(Goal) Could you recast every line of the records below as a JSON list of strings, one string per line, with blank lines skipped and the pictures left out?

(Supplied entries)
<<<<
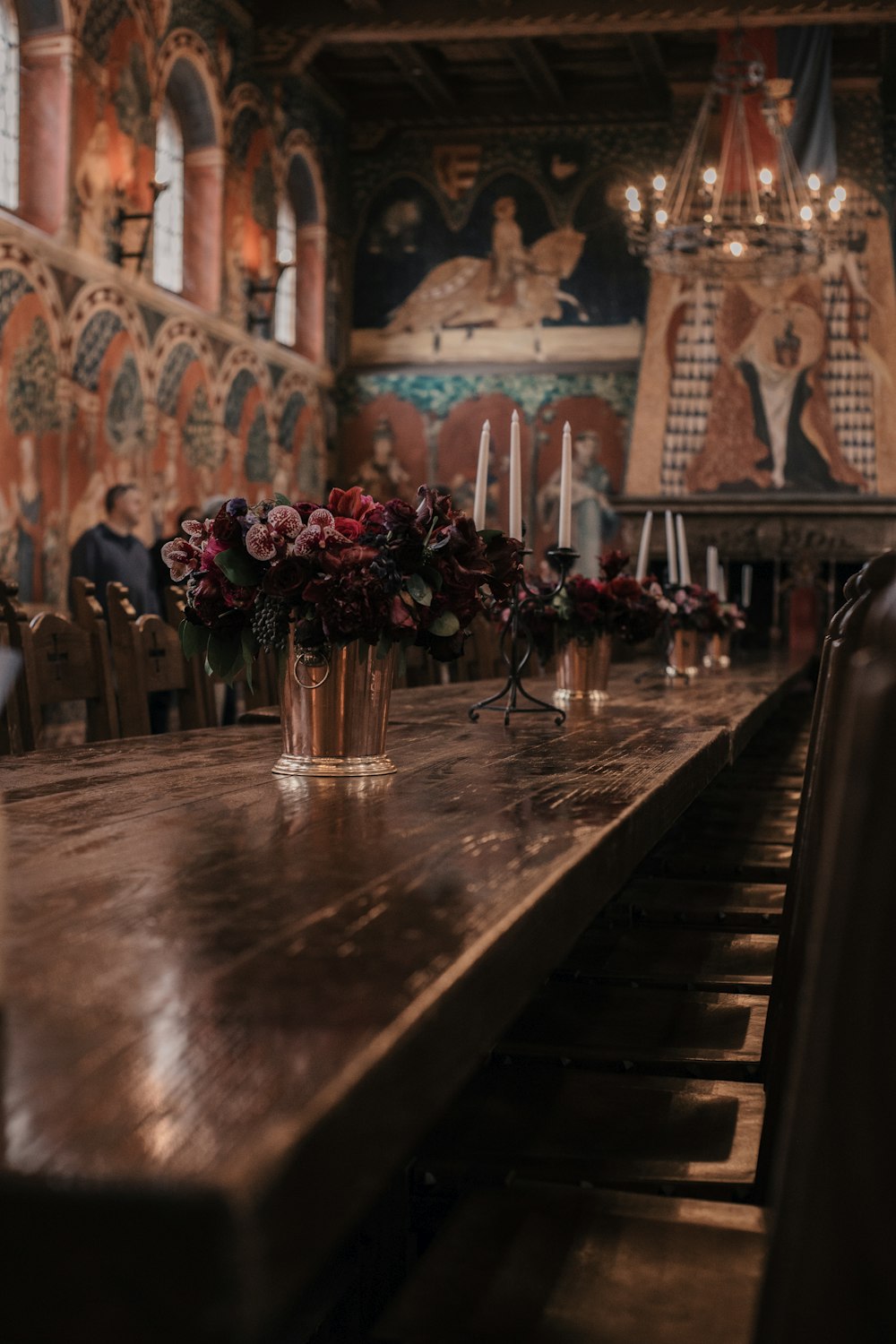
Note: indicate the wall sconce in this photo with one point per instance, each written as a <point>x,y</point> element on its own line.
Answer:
<point>263,296</point>
<point>124,217</point>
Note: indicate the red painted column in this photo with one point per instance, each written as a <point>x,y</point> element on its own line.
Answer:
<point>203,223</point>
<point>45,123</point>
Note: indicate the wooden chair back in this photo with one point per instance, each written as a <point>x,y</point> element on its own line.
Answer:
<point>841,642</point>
<point>833,1247</point>
<point>61,661</point>
<point>147,658</point>
<point>10,719</point>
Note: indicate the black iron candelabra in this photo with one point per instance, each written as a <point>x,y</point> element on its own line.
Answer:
<point>517,642</point>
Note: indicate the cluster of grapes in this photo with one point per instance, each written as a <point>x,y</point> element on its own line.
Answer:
<point>271,621</point>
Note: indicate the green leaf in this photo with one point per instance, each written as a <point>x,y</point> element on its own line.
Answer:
<point>239,567</point>
<point>419,589</point>
<point>225,655</point>
<point>433,577</point>
<point>194,639</point>
<point>445,624</point>
<point>249,650</point>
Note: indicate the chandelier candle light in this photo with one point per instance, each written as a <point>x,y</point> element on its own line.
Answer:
<point>524,599</point>
<point>737,207</point>
<point>643,548</point>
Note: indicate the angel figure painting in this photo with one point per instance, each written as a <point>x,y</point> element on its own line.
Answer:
<point>770,424</point>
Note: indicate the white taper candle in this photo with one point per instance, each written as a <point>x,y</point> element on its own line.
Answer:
<point>514,524</point>
<point>672,562</point>
<point>684,564</point>
<point>565,488</point>
<point>481,478</point>
<point>643,548</point>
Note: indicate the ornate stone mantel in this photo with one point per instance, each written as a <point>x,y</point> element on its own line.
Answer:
<point>825,529</point>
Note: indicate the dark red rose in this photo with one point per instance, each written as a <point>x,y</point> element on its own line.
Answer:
<point>400,515</point>
<point>613,564</point>
<point>349,527</point>
<point>285,578</point>
<point>226,529</point>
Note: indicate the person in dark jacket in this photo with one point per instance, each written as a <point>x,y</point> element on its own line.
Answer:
<point>109,553</point>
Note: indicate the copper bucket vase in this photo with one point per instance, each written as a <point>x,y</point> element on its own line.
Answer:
<point>583,669</point>
<point>683,656</point>
<point>335,710</point>
<point>718,655</point>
>>>>
(Solution below)
[
  "Note: indicate the wall sconce in this photo with one point per instance, each written as a <point>x,y</point> element on its own line.",
  "Answer:",
  "<point>263,296</point>",
  "<point>124,217</point>",
  "Note: indicate the red painted column in this photo with one point per instance, each written as a <point>x,y</point> element on its own line.",
  "Answer:",
  "<point>203,223</point>",
  "<point>45,123</point>",
  "Note: indicate the wooden chair back in this photo with one point per instance, each written as a <point>x,y</point> element on its own line.",
  "Answer:",
  "<point>841,642</point>",
  "<point>833,1247</point>",
  "<point>61,661</point>",
  "<point>147,658</point>",
  "<point>10,719</point>",
  "Note: indicate the black iron candelabra in this photo with one point per instance, each written as a <point>x,y</point> element on its own line.",
  "Answer:",
  "<point>517,642</point>",
  "Note: indicate the cluster of grapes in this photo with one point per instance, each written as a <point>x,y</point> element on its own line.",
  "Answer:",
  "<point>271,621</point>",
  "Note: indicate the green leaf in this photo with one point per instance, each written as a <point>x,y</point> element on its own line.",
  "Answer:",
  "<point>239,567</point>",
  "<point>419,589</point>",
  "<point>225,655</point>",
  "<point>433,577</point>",
  "<point>194,639</point>",
  "<point>445,624</point>",
  "<point>249,650</point>",
  "Note: indicate the chandelier candle light in this photo with one point per instance, each written as a <point>x,y</point> element on its own line.",
  "Answer:",
  "<point>524,599</point>",
  "<point>737,207</point>",
  "<point>643,548</point>",
  "Note: indicate the angel figure painting in this photo with one point per instance, each written as a <point>x,y</point> element on its own line.",
  "Answer:",
  "<point>770,424</point>",
  "Note: indicate the white taper candle in this photo with one point per instance, each written as a <point>x,y</point> element on its own line.",
  "Answer:",
  "<point>514,524</point>",
  "<point>672,562</point>",
  "<point>684,564</point>",
  "<point>565,488</point>",
  "<point>481,478</point>",
  "<point>643,548</point>",
  "Note: indicate the ornate stone mantel in this photo with one point per instance, each written as a <point>x,y</point> element on its own line.",
  "Answer:",
  "<point>825,529</point>",
  "Note: indicate the dark red rose in this photo with one point per instance, each written as a <point>x,y</point> element on its own line.",
  "Answer:",
  "<point>400,515</point>",
  "<point>613,564</point>",
  "<point>349,527</point>",
  "<point>285,578</point>",
  "<point>226,529</point>",
  "Note: indicate the person in dark jacket in this photo with one point per instance, each written as a <point>x,y</point> element on its own line.",
  "Answer:",
  "<point>109,553</point>",
  "Note: indicate the copper bucket vase in this photo with one point per instance, each written as a <point>x,y</point> element on its own line.",
  "Answer:",
  "<point>583,669</point>",
  "<point>683,656</point>",
  "<point>335,710</point>",
  "<point>718,655</point>"
]